### Bloc de texte:
1. Sur la demande concernant la désignation de l’expert
Moyens des parties
La GMF assurances demande que l’expertise soit confiée à un autre expert que le docteur [K] aux motifs que celui-ci n’a pas respecté les règles de convocation lors de la précédente expertise, qu’il a refusé de modifier les dates de convocation à sa demande et qu’il ne respecte pas les règles de l’article 276 du code de procédure civile.
M. [N] réplique qu’en premier lieu l’appel est devenu sans objet dès lors que le docteur [K] a exécuté les termes de sa mission et diffusé un pré-rapport le 24 avril 2024. En second lieu, la cour d’appel ne peut, faute de fondement juridique, substituer un autre médecin expert au docteur [K].
Réponse de la cour
Selon l’article 232 du code de procédure civile, le juge peut commettre toute personne de son choix pour l’éclairer par des constatations, par une consultation ou par une expertise sur une question de fait qui requiert les lumières d’un technicien.
Le choix de l’expert désigné pour accomplir la mission d’expertise relève du pouvoir discrétionnaire de la juridiction, de telle sorte que si les parties peuvent proposer la désignation d’un expert, elles ne peuvent contester le choix de celui-ci opéré par la juridiction qu’en recourant à la procédure de la récusation prévue par les articles 234 et 235 du code de procédure civile.
Il n’entre donc en l’espèce pas dans les pouvoirs de la cour d’appel de procéder au changement d’expert par la voie de l’appel, et ce d’autant que l’expert a d’ores et déjà accompli sa mission.
Aussi convient-il de déclarer la cour incompétente pour statuer sur la demande de changement d’expert de la SA GMF assurances.
2. Sur la demande d’amende civile
Moyens des parties
M. [V] [N] sollicite la condamnation de la SA GMF assurances à payer une amende civile aux motifs que l’appel principal relevé est manifestement abusif.
La SA GMF assurances ne réplique pas sur ce point.
Réponse de la cour
Selon l’article 559 du code de procédure civile, en cas d’appel principal dilatoire ou abusif, l’appelant peut être condamné à une amende civile d’un maximum de 3 000 euros, sans préjudice des dommages-intérêts qui lui seraient réclamés.
Seule une faute de l’appelant faisant dégénérer en abus l’exercice de la voie de recours qui lui était ouverte peut donner lieu à l’octroi de dommages-intérêts pour appel abusif, voire à sa condamnation à une amende civile.

### Données brutes:

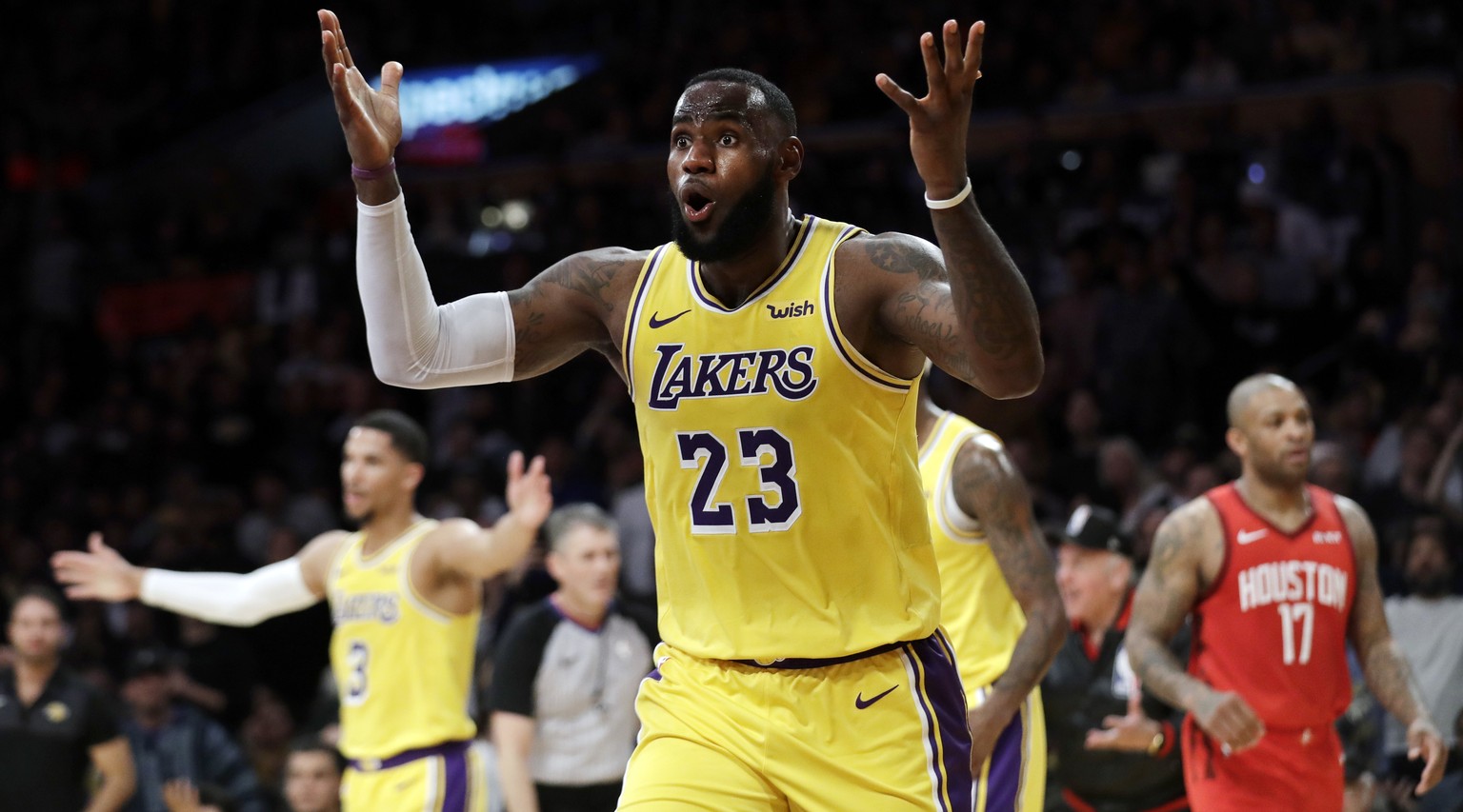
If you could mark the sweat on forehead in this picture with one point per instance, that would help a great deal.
(718, 100)
(1245, 391)
(732, 91)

### Liste des tâches:
1. Selon l'extrait de décision de justice sur l'expertise et l'amende civile, à quelle date le docteur [K] a-t-il diffusé un pré-rapport ?
2. Indiquez si chacune des affirmations suivantes concorde avec l'extrait de décision de justice sur l'expertise et l'amende civile, en répondant par oui ou par non et en citant les mots décisifs du texte : (a) la SA GMF assurances a répondu à la demande d'amende civile ; (b) l'amende civile prévue par l'article 559 du code de procédure civile est plafonnée à 3 000 euros ; (c) la cour s'estime compétente pour changer d'expert.
3. Poursuivez l'extrait de décision de justice sur l'expertise et l'amende civile à la suite de sa dernière phrase.

### Résultats par tâche:
1. Le docteur [K] a diffusé un pré-rapport le 24 avril 2024.

2.
(a) Non : « La SA GMF assurances ne réplique pas sur ce point. »
(b) Oui : « une amende civile d’un maximum de 3 000 euros »
(c) Non : « déclarer la cour incompétente pour statuer sur la demande de changement d’expert »

3.
En l’espèce, la SA GMF assurances a exercé une voie de recours vouée à l’échec alors qu’elle pouvait user de la procédure de la récusation pour contester la désignation de l’expert.
Elle a ainsi commis une faute caractérisant un appel abusif et doit être sanctionnée d’une amende civile d’un montant de 500 euros.
La cour, statuant publiquement, par arrêt réputé contradictoire, après en avoir délibéré conformément à la loi :
Se déclare incompétente pour statuer sur la demande de changement d’expert de la SA GMF assurances ;
Condamne la SA GMF assurances à payer une amende civile de 500 euros pour appel abusif ;
Condamne la SA GMF assurances à payer à M. [V] [N] la somme de 2 500 euros sur le fondement de l’article 700 du code de procédure civile ;
Condamne la SA GMF assurances aux dépens de l’instance d’appel ;
Autorise, conformément aux dispositions de l’article 699 du code de procédure civile, Me Hervé Gerbi, avocat, à recouvrer directement contre la partie condamnée, ceux des dépens dont il a fait l’avance sans avoir reçu provision.
Prononcé par mise à disposition de l’arrêt au greffe de la cour, les parties en ayant été préalablement avisées dans les conditions prévues au deuxième alinéa de l’article 450 du code de procédure civile.
Arrêt signé par Mme Ludivine Chetail, conseillère de la deuxième chambre civile, faisant fonction de présidente, et par Mme Solène Roux, greffière, à laquelle la minute de la décision a été remise par le magistrat signataire.